(Stored data entries)
[START]

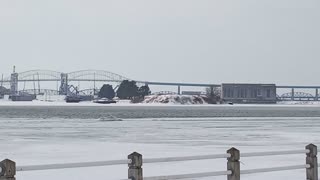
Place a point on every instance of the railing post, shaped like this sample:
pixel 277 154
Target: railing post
pixel 234 164
pixel 135 166
pixel 7 170
pixel 312 172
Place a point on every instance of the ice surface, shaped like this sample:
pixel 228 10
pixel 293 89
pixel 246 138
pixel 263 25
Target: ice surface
pixel 34 140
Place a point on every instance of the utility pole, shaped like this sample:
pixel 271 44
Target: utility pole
pixel 2 81
pixel 38 84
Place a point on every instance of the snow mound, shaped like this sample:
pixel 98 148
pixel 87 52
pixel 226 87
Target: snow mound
pixel 174 99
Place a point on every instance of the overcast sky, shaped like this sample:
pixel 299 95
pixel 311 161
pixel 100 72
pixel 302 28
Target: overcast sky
pixel 205 41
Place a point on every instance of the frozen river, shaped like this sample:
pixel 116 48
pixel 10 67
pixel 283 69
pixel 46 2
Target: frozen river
pixel 42 135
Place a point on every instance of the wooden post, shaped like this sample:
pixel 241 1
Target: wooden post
pixel 234 164
pixel 7 170
pixel 135 166
pixel 312 172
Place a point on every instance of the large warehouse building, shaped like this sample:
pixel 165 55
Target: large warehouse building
pixel 249 93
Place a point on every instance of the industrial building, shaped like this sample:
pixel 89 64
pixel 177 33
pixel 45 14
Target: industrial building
pixel 249 93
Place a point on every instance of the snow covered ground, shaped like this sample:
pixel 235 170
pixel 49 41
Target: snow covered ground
pixel 36 140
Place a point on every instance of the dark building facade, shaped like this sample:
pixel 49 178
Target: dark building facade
pixel 249 93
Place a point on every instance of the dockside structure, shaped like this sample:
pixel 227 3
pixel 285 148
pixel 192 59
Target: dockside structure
pixel 249 93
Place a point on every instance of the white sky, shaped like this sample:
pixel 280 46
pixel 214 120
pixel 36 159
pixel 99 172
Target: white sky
pixel 204 41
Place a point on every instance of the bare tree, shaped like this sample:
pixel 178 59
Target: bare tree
pixel 213 94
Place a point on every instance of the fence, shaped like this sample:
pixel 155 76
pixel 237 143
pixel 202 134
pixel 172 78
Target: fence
pixel 8 168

[END]

* _WHAT IS NEEDED_: Arrange every line of the records above as a Markdown table with the columns "Number" and "Entry", one row per line and blank lines skipped. Leave the pictures out.

* _WRITTEN RESPONSE_:
| Number | Entry |
|---|---|
| 1 | Place a point on every instance of the railing post, shaped like this sample: |
| 2 | pixel 277 154 |
| 3 | Target: railing post |
| 4 | pixel 234 164 |
| 5 | pixel 135 166 |
| 6 | pixel 7 170 |
| 7 | pixel 312 172 |
| 8 | Place a point on every instance of the ice surface, shaped like this sample: |
| 9 | pixel 228 10 |
| 10 | pixel 293 89 |
| 11 | pixel 246 138 |
| 12 | pixel 263 25 |
| 13 | Target: ice surface |
| 14 | pixel 34 140 |
| 15 | Place a point on every instance of the utility pole, shaped like this sample: |
| 16 | pixel 271 44 |
| 17 | Target: utility pole |
| 18 | pixel 2 81 |
| 19 | pixel 38 84 |
| 20 | Place a point on every instance of the snow mound, shaped like this sample: |
| 21 | pixel 98 148 |
| 22 | pixel 87 52 |
| 23 | pixel 226 87 |
| 24 | Target: snow mound |
| 25 | pixel 174 99 |
| 26 | Place a point on every instance of the overcast sky, shaped like this sample: |
| 27 | pixel 299 95 |
| 28 | pixel 311 161 |
| 29 | pixel 100 72 |
| 30 | pixel 302 28 |
| 31 | Target: overcast sky |
| 32 | pixel 205 41 |
| 33 | Place a point on every instance of the frozen river, shaped like this sample: |
| 34 | pixel 116 48 |
| 35 | pixel 10 67 |
| 36 | pixel 283 69 |
| 37 | pixel 46 2 |
| 38 | Target: frozen river |
| 39 | pixel 42 135 |
| 40 | Place a point on every instance of the wooden post, shaped like this sample: |
| 41 | pixel 241 1 |
| 42 | Target: wooden post |
| 43 | pixel 234 164 |
| 44 | pixel 7 170 |
| 45 | pixel 135 166 |
| 46 | pixel 312 172 |
| 47 | Place a point on every instance of the large warehouse building, shaped like this sample: |
| 48 | pixel 165 55 |
| 49 | Target: large warehouse building |
| 50 | pixel 249 93 |
| 51 | Place a point on every instance of the industrial building, shaped like this sample: |
| 52 | pixel 89 64 |
| 53 | pixel 177 33 |
| 54 | pixel 45 14 |
| 55 | Target: industrial building |
| 56 | pixel 249 93 |
| 57 | Place a point on every instance of the snow covered ground, shaped like this sample: |
| 58 | pixel 235 170 |
| 59 | pixel 49 41 |
| 60 | Target: snow covered ground |
| 61 | pixel 36 140 |
| 62 | Place a point on every instance of the dark building facade, shaped like this sample: |
| 63 | pixel 49 178 |
| 64 | Target: dark building facade |
| 65 | pixel 249 93 |
| 66 | Place a point on every instance of the dockside structure, shaped like this sample: |
| 67 | pixel 227 3 |
| 68 | pixel 285 148 |
| 69 | pixel 192 59 |
| 70 | Target: dockside structure |
| 71 | pixel 249 93 |
| 72 | Place a point on every instance of the white sky, shaped like this sample: |
| 73 | pixel 280 46 |
| 74 | pixel 214 120 |
| 75 | pixel 36 159 |
| 76 | pixel 99 172 |
| 77 | Target: white sky |
| 78 | pixel 204 41 |
| 79 | Place a point on every instance of the bare tree, shaped like this sample: |
| 80 | pixel 178 59 |
| 81 | Target: bare tree |
| 82 | pixel 213 94 |
| 83 | Place a point on every instance of the fence, shaped like this sample: |
| 84 | pixel 155 76 |
| 85 | pixel 237 143 |
| 86 | pixel 202 134 |
| 87 | pixel 172 78 |
| 88 | Target: fence |
| 89 | pixel 8 168 |